CONSIGNA 1: Duplica el pasaje de la fuente que empieza con "Apenas dos años" y sigue hasta "problematización y resignificación.".
CONSIGNA 2: Enumera todos los nombres propios de personas, lugares y títulos de obras que aparecen en la fuente.

FUENTE:
+ + +

En 1880, un cubano desembarca en Nueva York.
Apenas dos años más tarde, publica, desde las mismísimas entrañas del monstruo
y centro de la modernidad, lo que hoy leemos e interpretamos como el primer manifiesto
estético del modernismo: el prólogo al Poema
del Niágara (1882) de Juan Antonio Pérez Bonalde, testimonio de la crisis y
del vértigo que se viven a fines del siglo XIX. Tanto el prólogo como Nuestra
América, publicado once años después, se nos presentan como un intento de
asir algo concreto en un momento en que resulta necesario definir identidades y
prácticas, momento en que un nuevo sujeto literario alza su voz en un discurso
que logra el equilibrio justo entre problematización y resignificación.

+ + +

FILAS DE DATOS:

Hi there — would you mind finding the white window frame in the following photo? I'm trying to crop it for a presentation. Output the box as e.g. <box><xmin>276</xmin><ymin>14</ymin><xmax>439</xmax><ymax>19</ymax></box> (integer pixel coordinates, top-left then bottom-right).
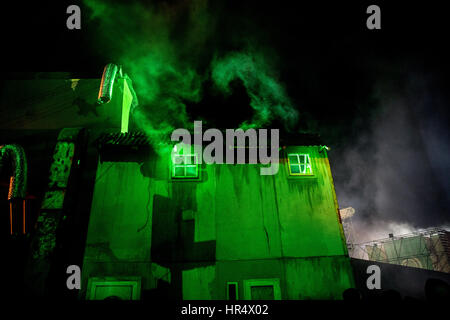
<box><xmin>244</xmin><ymin>278</ymin><xmax>281</xmax><ymax>300</ymax></box>
<box><xmin>287</xmin><ymin>153</ymin><xmax>314</xmax><ymax>176</ymax></box>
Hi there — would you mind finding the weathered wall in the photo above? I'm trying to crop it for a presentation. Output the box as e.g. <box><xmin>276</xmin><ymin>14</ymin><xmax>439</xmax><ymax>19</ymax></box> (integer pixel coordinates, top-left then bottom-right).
<box><xmin>83</xmin><ymin>147</ymin><xmax>353</xmax><ymax>299</ymax></box>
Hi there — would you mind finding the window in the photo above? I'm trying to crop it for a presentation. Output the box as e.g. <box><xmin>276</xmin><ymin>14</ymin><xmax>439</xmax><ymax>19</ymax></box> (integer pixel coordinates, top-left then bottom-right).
<box><xmin>172</xmin><ymin>153</ymin><xmax>199</xmax><ymax>179</ymax></box>
<box><xmin>227</xmin><ymin>282</ymin><xmax>238</xmax><ymax>300</ymax></box>
<box><xmin>288</xmin><ymin>153</ymin><xmax>313</xmax><ymax>176</ymax></box>
<box><xmin>244</xmin><ymin>279</ymin><xmax>281</xmax><ymax>300</ymax></box>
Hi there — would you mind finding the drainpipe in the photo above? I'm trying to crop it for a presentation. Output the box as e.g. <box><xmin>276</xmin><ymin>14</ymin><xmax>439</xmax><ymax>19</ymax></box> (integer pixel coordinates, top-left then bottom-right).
<box><xmin>97</xmin><ymin>63</ymin><xmax>138</xmax><ymax>133</ymax></box>
<box><xmin>0</xmin><ymin>144</ymin><xmax>27</xmax><ymax>235</ymax></box>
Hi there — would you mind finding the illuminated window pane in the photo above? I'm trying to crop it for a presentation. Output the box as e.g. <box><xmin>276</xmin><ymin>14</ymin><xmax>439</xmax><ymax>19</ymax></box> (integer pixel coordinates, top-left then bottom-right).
<box><xmin>186</xmin><ymin>166</ymin><xmax>197</xmax><ymax>177</ymax></box>
<box><xmin>172</xmin><ymin>154</ymin><xmax>198</xmax><ymax>179</ymax></box>
<box><xmin>291</xmin><ymin>164</ymin><xmax>300</xmax><ymax>173</ymax></box>
<box><xmin>288</xmin><ymin>153</ymin><xmax>313</xmax><ymax>175</ymax></box>
<box><xmin>289</xmin><ymin>155</ymin><xmax>298</xmax><ymax>164</ymax></box>
<box><xmin>174</xmin><ymin>167</ymin><xmax>184</xmax><ymax>177</ymax></box>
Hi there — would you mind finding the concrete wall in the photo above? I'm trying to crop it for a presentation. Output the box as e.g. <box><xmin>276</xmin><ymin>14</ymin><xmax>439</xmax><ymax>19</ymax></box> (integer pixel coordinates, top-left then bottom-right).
<box><xmin>82</xmin><ymin>147</ymin><xmax>353</xmax><ymax>299</ymax></box>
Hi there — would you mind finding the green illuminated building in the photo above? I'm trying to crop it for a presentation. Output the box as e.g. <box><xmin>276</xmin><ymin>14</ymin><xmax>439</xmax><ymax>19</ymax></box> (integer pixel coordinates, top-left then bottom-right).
<box><xmin>80</xmin><ymin>134</ymin><xmax>354</xmax><ymax>299</ymax></box>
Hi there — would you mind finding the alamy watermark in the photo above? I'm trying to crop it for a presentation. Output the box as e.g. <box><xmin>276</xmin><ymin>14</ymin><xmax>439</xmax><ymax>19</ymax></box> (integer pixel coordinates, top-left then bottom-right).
<box><xmin>171</xmin><ymin>121</ymin><xmax>280</xmax><ymax>176</ymax></box>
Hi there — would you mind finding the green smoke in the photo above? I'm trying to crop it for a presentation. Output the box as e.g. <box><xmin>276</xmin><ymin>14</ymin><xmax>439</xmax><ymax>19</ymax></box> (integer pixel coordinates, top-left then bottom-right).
<box><xmin>212</xmin><ymin>51</ymin><xmax>298</xmax><ymax>128</ymax></box>
<box><xmin>85</xmin><ymin>0</ymin><xmax>297</xmax><ymax>145</ymax></box>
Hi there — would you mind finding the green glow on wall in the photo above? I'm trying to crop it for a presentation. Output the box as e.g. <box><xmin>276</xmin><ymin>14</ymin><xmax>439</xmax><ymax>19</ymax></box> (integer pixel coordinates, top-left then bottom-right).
<box><xmin>82</xmin><ymin>146</ymin><xmax>353</xmax><ymax>299</ymax></box>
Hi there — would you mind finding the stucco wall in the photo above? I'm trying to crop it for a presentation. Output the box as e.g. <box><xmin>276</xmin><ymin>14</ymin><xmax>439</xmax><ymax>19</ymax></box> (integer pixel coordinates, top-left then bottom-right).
<box><xmin>83</xmin><ymin>147</ymin><xmax>353</xmax><ymax>299</ymax></box>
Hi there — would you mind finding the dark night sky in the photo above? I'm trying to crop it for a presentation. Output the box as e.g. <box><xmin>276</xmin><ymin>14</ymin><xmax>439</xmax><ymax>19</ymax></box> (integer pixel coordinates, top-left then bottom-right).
<box><xmin>0</xmin><ymin>1</ymin><xmax>450</xmax><ymax>239</ymax></box>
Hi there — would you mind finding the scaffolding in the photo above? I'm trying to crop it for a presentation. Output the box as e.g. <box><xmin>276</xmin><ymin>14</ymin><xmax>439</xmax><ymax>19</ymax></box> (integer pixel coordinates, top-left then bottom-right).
<box><xmin>347</xmin><ymin>228</ymin><xmax>450</xmax><ymax>273</ymax></box>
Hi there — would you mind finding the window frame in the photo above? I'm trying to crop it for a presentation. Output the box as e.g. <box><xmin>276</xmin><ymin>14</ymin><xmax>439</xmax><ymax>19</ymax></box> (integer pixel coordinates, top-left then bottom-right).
<box><xmin>169</xmin><ymin>145</ymin><xmax>201</xmax><ymax>181</ymax></box>
<box><xmin>286</xmin><ymin>152</ymin><xmax>314</xmax><ymax>177</ymax></box>
<box><xmin>244</xmin><ymin>278</ymin><xmax>281</xmax><ymax>300</ymax></box>
<box><xmin>227</xmin><ymin>281</ymin><xmax>239</xmax><ymax>301</ymax></box>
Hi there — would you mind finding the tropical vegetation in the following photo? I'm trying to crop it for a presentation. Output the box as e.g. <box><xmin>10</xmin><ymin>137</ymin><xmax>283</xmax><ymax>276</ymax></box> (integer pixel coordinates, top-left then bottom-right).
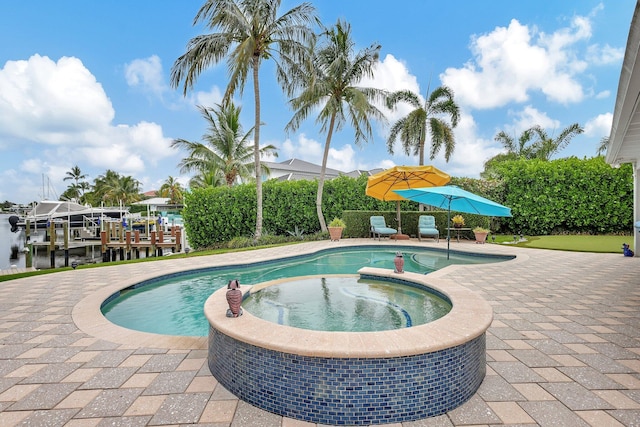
<box><xmin>171</xmin><ymin>0</ymin><xmax>315</xmax><ymax>238</ymax></box>
<box><xmin>387</xmin><ymin>86</ymin><xmax>460</xmax><ymax>165</ymax></box>
<box><xmin>286</xmin><ymin>20</ymin><xmax>386</xmax><ymax>231</ymax></box>
<box><xmin>183</xmin><ymin>157</ymin><xmax>633</xmax><ymax>247</ymax></box>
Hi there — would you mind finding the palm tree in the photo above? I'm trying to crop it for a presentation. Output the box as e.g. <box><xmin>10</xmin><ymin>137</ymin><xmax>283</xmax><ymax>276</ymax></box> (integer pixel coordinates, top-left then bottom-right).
<box><xmin>94</xmin><ymin>169</ymin><xmax>142</xmax><ymax>205</ymax></box>
<box><xmin>189</xmin><ymin>169</ymin><xmax>227</xmax><ymax>190</ymax></box>
<box><xmin>493</xmin><ymin>129</ymin><xmax>535</xmax><ymax>160</ymax></box>
<box><xmin>171</xmin><ymin>0</ymin><xmax>315</xmax><ymax>239</ymax></box>
<box><xmin>62</xmin><ymin>165</ymin><xmax>89</xmax><ymax>201</ymax></box>
<box><xmin>387</xmin><ymin>86</ymin><xmax>460</xmax><ymax>165</ymax></box>
<box><xmin>171</xmin><ymin>102</ymin><xmax>277</xmax><ymax>187</ymax></box>
<box><xmin>530</xmin><ymin>123</ymin><xmax>584</xmax><ymax>160</ymax></box>
<box><xmin>158</xmin><ymin>176</ymin><xmax>184</xmax><ymax>205</ymax></box>
<box><xmin>286</xmin><ymin>20</ymin><xmax>386</xmax><ymax>232</ymax></box>
<box><xmin>596</xmin><ymin>136</ymin><xmax>609</xmax><ymax>156</ymax></box>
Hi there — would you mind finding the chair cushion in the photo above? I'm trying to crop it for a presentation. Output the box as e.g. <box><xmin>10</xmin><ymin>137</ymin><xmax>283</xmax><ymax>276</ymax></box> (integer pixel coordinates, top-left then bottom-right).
<box><xmin>373</xmin><ymin>227</ymin><xmax>398</xmax><ymax>234</ymax></box>
<box><xmin>369</xmin><ymin>216</ymin><xmax>398</xmax><ymax>234</ymax></box>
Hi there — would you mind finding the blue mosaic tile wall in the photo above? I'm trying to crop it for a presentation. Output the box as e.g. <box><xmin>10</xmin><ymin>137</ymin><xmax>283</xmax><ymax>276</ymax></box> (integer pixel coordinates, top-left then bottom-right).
<box><xmin>209</xmin><ymin>327</ymin><xmax>486</xmax><ymax>425</ymax></box>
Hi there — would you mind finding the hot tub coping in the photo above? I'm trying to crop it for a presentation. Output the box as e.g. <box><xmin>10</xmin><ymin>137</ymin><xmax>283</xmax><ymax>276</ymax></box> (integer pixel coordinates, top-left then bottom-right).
<box><xmin>204</xmin><ymin>267</ymin><xmax>493</xmax><ymax>358</ymax></box>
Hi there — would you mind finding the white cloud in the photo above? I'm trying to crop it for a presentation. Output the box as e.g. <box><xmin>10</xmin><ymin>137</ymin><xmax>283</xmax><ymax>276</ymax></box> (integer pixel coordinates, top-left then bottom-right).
<box><xmin>506</xmin><ymin>105</ymin><xmax>560</xmax><ymax>138</ymax></box>
<box><xmin>584</xmin><ymin>113</ymin><xmax>613</xmax><ymax>138</ymax></box>
<box><xmin>440</xmin><ymin>13</ymin><xmax>591</xmax><ymax>109</ymax></box>
<box><xmin>360</xmin><ymin>54</ymin><xmax>424</xmax><ymax>123</ymax></box>
<box><xmin>0</xmin><ymin>55</ymin><xmax>175</xmax><ymax>201</ymax></box>
<box><xmin>191</xmin><ymin>86</ymin><xmax>225</xmax><ymax>107</ymax></box>
<box><xmin>124</xmin><ymin>55</ymin><xmax>169</xmax><ymax>97</ymax></box>
<box><xmin>433</xmin><ymin>110</ymin><xmax>502</xmax><ymax>177</ymax></box>
<box><xmin>0</xmin><ymin>55</ymin><xmax>114</xmax><ymax>144</ymax></box>
<box><xmin>274</xmin><ymin>133</ymin><xmax>360</xmax><ymax>172</ymax></box>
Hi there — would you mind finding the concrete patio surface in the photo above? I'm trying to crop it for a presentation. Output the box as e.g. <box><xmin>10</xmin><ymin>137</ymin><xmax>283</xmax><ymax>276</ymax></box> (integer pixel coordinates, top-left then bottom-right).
<box><xmin>0</xmin><ymin>239</ymin><xmax>640</xmax><ymax>427</ymax></box>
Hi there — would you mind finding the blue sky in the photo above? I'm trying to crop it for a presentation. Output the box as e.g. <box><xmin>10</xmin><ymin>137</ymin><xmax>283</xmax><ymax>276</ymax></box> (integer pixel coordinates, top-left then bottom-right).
<box><xmin>0</xmin><ymin>0</ymin><xmax>635</xmax><ymax>203</ymax></box>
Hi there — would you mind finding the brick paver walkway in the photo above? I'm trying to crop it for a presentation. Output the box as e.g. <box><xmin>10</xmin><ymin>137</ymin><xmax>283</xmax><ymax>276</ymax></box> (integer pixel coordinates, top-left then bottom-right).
<box><xmin>0</xmin><ymin>240</ymin><xmax>640</xmax><ymax>427</ymax></box>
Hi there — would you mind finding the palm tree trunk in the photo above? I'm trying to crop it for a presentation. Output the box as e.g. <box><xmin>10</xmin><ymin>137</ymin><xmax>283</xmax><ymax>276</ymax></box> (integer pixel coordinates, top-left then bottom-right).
<box><xmin>253</xmin><ymin>56</ymin><xmax>262</xmax><ymax>240</ymax></box>
<box><xmin>316</xmin><ymin>112</ymin><xmax>336</xmax><ymax>233</ymax></box>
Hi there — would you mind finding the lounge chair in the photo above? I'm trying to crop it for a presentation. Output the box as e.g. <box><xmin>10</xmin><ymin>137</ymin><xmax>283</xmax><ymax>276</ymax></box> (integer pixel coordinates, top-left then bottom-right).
<box><xmin>369</xmin><ymin>216</ymin><xmax>398</xmax><ymax>240</ymax></box>
<box><xmin>418</xmin><ymin>215</ymin><xmax>440</xmax><ymax>242</ymax></box>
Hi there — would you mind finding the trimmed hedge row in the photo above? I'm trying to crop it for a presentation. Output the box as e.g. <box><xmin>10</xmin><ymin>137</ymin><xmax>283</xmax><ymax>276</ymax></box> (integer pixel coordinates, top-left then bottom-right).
<box><xmin>183</xmin><ymin>157</ymin><xmax>633</xmax><ymax>248</ymax></box>
<box><xmin>496</xmin><ymin>157</ymin><xmax>633</xmax><ymax>235</ymax></box>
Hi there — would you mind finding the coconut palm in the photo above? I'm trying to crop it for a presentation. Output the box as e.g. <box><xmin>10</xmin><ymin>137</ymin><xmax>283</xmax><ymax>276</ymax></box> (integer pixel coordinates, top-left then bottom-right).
<box><xmin>93</xmin><ymin>169</ymin><xmax>142</xmax><ymax>205</ymax></box>
<box><xmin>530</xmin><ymin>123</ymin><xmax>584</xmax><ymax>160</ymax></box>
<box><xmin>493</xmin><ymin>129</ymin><xmax>535</xmax><ymax>160</ymax></box>
<box><xmin>171</xmin><ymin>102</ymin><xmax>277</xmax><ymax>187</ymax></box>
<box><xmin>387</xmin><ymin>86</ymin><xmax>460</xmax><ymax>165</ymax></box>
<box><xmin>286</xmin><ymin>20</ymin><xmax>386</xmax><ymax>232</ymax></box>
<box><xmin>189</xmin><ymin>169</ymin><xmax>227</xmax><ymax>190</ymax></box>
<box><xmin>62</xmin><ymin>165</ymin><xmax>89</xmax><ymax>201</ymax></box>
<box><xmin>596</xmin><ymin>136</ymin><xmax>609</xmax><ymax>156</ymax></box>
<box><xmin>158</xmin><ymin>176</ymin><xmax>184</xmax><ymax>205</ymax></box>
<box><xmin>171</xmin><ymin>0</ymin><xmax>315</xmax><ymax>238</ymax></box>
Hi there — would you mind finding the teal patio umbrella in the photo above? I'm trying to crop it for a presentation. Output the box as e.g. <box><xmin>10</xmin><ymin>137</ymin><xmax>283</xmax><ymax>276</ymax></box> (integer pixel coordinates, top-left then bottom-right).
<box><xmin>393</xmin><ymin>185</ymin><xmax>511</xmax><ymax>259</ymax></box>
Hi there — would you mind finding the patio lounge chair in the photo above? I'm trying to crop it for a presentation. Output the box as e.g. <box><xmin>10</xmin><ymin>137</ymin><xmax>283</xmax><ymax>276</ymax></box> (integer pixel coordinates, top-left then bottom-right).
<box><xmin>418</xmin><ymin>215</ymin><xmax>440</xmax><ymax>242</ymax></box>
<box><xmin>369</xmin><ymin>216</ymin><xmax>398</xmax><ymax>240</ymax></box>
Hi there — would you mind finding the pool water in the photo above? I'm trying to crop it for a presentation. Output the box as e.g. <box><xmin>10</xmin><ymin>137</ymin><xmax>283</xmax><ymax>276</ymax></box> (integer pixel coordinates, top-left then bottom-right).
<box><xmin>242</xmin><ymin>276</ymin><xmax>451</xmax><ymax>332</ymax></box>
<box><xmin>102</xmin><ymin>246</ymin><xmax>512</xmax><ymax>336</ymax></box>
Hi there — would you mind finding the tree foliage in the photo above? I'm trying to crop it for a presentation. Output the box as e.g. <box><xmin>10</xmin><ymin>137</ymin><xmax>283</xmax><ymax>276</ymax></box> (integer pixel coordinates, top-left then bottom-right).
<box><xmin>387</xmin><ymin>86</ymin><xmax>460</xmax><ymax>165</ymax></box>
<box><xmin>286</xmin><ymin>20</ymin><xmax>386</xmax><ymax>231</ymax></box>
<box><xmin>183</xmin><ymin>157</ymin><xmax>633</xmax><ymax>247</ymax></box>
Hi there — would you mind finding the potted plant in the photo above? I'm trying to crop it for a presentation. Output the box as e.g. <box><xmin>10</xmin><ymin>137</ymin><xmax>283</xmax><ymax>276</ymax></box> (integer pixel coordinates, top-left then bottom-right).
<box><xmin>327</xmin><ymin>218</ymin><xmax>347</xmax><ymax>241</ymax></box>
<box><xmin>451</xmin><ymin>215</ymin><xmax>464</xmax><ymax>228</ymax></box>
<box><xmin>473</xmin><ymin>227</ymin><xmax>489</xmax><ymax>243</ymax></box>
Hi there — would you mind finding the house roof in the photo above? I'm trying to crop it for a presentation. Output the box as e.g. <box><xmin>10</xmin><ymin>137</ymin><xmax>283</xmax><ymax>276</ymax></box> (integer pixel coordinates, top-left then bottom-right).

+ + +

RESPUESTA CORRECTA 1:
Apenas dos años más tarde, publica, desde las mismísimas entrañas del monstruo
y centro de la modernidad, lo que hoy leemos e interpretamos como el primer manifiesto
estético del modernismo: el prólogo al Poema
del Niágara (1882) de Juan Antonio Pérez Bonalde, testimonio de la crisis y
del vértigo que se viven a fines del siglo XIX. Tanto el prólogo como Nuestra
América, publicado once años después, se nos presentan como un intento de
asir algo concreto en un momento en que resulta necesario definir identidades y
prácticas, momento en que un nuevo sujeto literario alza su voz en un discurso
que logra el equilibrio justo entre problematización y resignificación.

RESPUESTA CORRECTA 2:
- Nueva York
- Poema del Niágara
- Juan Antonio Pérez Bonalde
- Nuestra América